Please write out the lines of the data below word for word, starting at the line that contains "Return the mask of every instance of the mountain" and ending at the line that contains "665 184 L 665", with both of those lines included.

[Items listed in a dataset]
=-=-=

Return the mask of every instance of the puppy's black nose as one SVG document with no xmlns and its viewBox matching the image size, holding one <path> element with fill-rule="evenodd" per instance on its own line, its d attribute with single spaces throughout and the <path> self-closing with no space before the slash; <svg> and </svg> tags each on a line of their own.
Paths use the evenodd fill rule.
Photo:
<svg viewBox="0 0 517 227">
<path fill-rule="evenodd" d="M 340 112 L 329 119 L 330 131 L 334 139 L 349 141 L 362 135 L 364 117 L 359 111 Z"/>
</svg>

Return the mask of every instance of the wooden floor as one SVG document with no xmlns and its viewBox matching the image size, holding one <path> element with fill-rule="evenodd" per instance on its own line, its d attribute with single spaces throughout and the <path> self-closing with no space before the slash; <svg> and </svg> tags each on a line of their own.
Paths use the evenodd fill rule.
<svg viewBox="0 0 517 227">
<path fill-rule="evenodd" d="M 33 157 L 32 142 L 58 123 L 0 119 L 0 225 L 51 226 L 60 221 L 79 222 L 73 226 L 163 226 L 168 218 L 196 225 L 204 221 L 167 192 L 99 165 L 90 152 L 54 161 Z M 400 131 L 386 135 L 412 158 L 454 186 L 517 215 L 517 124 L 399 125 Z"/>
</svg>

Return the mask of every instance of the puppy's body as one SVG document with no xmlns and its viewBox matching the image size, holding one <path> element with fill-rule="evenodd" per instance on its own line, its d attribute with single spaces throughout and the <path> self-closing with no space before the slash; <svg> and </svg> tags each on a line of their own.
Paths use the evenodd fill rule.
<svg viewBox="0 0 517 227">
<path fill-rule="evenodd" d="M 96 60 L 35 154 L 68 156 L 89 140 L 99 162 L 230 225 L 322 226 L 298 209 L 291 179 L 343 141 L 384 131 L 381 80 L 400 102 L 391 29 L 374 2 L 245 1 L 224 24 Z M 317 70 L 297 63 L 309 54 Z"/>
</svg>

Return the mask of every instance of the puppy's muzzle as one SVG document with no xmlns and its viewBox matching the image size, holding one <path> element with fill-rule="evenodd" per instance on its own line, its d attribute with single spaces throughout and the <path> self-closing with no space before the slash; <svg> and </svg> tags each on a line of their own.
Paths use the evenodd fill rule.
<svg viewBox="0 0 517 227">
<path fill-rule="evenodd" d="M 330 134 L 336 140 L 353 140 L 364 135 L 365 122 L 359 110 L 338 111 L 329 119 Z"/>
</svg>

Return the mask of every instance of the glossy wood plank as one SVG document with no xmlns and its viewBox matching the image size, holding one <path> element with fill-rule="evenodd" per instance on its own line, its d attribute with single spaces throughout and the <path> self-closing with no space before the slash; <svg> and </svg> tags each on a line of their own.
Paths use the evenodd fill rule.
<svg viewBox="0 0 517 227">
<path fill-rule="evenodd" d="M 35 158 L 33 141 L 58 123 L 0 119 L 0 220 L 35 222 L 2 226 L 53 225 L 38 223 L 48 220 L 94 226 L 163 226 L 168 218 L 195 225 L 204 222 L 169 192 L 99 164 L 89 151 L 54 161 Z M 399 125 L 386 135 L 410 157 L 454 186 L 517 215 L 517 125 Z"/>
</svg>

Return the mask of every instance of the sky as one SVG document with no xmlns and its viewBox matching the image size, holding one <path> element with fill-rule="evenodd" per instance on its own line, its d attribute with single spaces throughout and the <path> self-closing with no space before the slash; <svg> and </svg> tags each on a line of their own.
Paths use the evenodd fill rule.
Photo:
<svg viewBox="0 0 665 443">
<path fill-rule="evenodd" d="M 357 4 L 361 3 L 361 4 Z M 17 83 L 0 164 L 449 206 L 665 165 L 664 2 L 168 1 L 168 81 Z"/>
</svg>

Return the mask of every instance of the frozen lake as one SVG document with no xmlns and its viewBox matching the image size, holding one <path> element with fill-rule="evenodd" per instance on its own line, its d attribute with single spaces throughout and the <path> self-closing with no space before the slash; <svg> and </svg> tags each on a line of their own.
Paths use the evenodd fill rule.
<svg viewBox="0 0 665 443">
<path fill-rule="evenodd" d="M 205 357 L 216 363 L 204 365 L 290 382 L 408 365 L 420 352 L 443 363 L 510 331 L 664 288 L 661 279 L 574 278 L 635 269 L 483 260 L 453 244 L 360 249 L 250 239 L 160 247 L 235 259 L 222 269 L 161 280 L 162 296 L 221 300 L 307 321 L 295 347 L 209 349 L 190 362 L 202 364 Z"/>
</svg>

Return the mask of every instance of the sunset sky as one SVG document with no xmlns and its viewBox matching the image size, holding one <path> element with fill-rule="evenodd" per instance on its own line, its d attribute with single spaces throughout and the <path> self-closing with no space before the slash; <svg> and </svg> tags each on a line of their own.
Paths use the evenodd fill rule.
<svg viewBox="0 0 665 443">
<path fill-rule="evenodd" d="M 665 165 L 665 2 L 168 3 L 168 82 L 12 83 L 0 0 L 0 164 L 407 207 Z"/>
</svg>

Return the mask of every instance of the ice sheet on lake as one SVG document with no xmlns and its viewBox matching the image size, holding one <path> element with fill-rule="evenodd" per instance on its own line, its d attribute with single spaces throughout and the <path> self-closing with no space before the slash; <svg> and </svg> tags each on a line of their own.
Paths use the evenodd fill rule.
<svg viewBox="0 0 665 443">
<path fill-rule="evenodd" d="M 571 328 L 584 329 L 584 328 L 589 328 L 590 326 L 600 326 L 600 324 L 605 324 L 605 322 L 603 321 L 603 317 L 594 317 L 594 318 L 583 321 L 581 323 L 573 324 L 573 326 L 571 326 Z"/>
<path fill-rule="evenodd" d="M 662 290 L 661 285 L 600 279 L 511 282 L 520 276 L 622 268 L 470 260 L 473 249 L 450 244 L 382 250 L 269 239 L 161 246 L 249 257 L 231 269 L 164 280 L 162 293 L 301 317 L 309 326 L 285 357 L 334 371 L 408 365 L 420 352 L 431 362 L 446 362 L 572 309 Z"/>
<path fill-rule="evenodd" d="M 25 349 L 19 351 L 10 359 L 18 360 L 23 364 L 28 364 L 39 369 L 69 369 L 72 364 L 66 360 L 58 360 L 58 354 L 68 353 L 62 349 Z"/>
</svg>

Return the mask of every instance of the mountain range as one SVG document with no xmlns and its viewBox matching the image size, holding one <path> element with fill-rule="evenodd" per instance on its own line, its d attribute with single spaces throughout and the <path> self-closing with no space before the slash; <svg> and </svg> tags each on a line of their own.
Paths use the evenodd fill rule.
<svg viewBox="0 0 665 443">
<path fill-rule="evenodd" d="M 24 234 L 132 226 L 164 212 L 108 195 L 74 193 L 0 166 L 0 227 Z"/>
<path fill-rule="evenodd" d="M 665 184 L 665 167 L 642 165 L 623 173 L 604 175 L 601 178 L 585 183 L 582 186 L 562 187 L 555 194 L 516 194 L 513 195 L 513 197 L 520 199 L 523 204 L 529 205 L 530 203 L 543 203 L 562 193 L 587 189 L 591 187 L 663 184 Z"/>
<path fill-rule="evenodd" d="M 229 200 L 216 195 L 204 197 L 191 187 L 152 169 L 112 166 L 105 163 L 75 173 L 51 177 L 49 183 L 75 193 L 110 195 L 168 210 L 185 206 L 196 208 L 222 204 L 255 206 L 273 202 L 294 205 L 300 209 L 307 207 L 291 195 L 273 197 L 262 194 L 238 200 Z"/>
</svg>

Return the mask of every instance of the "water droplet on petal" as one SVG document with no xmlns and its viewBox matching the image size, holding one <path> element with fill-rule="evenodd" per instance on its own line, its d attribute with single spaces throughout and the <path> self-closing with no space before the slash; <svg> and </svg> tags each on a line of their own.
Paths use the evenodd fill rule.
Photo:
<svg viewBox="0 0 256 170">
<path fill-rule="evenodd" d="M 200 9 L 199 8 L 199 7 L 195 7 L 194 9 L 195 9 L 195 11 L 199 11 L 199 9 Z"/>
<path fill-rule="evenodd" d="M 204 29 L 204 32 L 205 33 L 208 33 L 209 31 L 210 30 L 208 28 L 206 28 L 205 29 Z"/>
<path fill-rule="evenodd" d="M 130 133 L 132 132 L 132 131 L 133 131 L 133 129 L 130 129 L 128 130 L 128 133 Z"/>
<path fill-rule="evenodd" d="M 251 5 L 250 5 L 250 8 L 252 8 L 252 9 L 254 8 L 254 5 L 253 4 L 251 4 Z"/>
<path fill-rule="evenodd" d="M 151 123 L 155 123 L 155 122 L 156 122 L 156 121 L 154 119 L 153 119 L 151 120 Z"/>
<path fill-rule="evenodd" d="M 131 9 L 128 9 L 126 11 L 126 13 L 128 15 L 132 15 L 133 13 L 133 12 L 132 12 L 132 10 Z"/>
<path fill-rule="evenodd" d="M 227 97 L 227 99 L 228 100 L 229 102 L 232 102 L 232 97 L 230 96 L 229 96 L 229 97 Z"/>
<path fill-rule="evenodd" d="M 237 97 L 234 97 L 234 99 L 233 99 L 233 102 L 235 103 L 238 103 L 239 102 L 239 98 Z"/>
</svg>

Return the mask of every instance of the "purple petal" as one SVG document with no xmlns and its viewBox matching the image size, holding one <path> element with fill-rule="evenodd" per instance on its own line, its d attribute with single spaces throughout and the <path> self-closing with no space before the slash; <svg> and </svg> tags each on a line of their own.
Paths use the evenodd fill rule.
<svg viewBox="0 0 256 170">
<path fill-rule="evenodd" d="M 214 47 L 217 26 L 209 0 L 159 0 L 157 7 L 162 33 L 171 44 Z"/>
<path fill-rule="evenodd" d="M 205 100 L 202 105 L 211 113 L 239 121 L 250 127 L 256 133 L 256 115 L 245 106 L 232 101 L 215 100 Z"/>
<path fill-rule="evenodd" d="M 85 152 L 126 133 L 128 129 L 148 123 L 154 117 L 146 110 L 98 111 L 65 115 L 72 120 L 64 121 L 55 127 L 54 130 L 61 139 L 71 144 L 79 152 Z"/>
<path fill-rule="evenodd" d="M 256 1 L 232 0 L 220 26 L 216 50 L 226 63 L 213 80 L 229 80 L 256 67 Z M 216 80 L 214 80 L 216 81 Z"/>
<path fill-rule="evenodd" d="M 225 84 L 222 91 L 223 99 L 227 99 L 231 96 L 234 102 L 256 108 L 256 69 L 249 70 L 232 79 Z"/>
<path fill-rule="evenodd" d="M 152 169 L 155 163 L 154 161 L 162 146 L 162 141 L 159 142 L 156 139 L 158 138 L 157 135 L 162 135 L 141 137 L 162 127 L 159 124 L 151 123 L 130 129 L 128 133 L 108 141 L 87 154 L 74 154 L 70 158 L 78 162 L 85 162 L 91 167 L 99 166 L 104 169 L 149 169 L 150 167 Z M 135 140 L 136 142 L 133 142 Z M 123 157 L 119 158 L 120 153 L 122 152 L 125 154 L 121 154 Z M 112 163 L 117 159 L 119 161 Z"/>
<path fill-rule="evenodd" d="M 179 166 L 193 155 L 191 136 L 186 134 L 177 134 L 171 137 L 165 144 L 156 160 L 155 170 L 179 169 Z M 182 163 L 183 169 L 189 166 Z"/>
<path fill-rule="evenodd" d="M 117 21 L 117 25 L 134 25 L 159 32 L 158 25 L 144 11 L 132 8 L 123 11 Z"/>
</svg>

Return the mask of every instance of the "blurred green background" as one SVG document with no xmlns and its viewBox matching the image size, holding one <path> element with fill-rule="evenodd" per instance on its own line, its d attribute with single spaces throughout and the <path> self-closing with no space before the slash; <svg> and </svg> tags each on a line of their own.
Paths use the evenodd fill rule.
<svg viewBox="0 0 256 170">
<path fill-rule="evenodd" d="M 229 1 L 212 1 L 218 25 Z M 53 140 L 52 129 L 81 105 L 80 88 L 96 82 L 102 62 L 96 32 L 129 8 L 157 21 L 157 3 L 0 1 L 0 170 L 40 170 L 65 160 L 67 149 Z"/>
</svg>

=-=-=

# EXPECTED ANSWER
Return the mask of every instance of the mountain range as one SVG document with no xmlns and its viewBox matching the image size, holding one <path> element with fill-rule="evenodd" per instance on its own line, its d attribute with single spaces throughout and the <path> self-closing with no space before the slash; <svg> and </svg> tags each on a line of their own.
Paths use the evenodd fill rule.
<svg viewBox="0 0 665 443">
<path fill-rule="evenodd" d="M 24 234 L 132 226 L 164 212 L 108 195 L 74 193 L 0 166 L 0 227 Z"/>
<path fill-rule="evenodd" d="M 665 184 L 665 167 L 642 165 L 623 173 L 604 175 L 601 178 L 585 183 L 582 186 L 562 187 L 555 194 L 516 194 L 513 195 L 513 197 L 520 199 L 523 204 L 529 205 L 530 203 L 543 203 L 562 193 L 587 189 L 591 187 L 663 184 Z"/>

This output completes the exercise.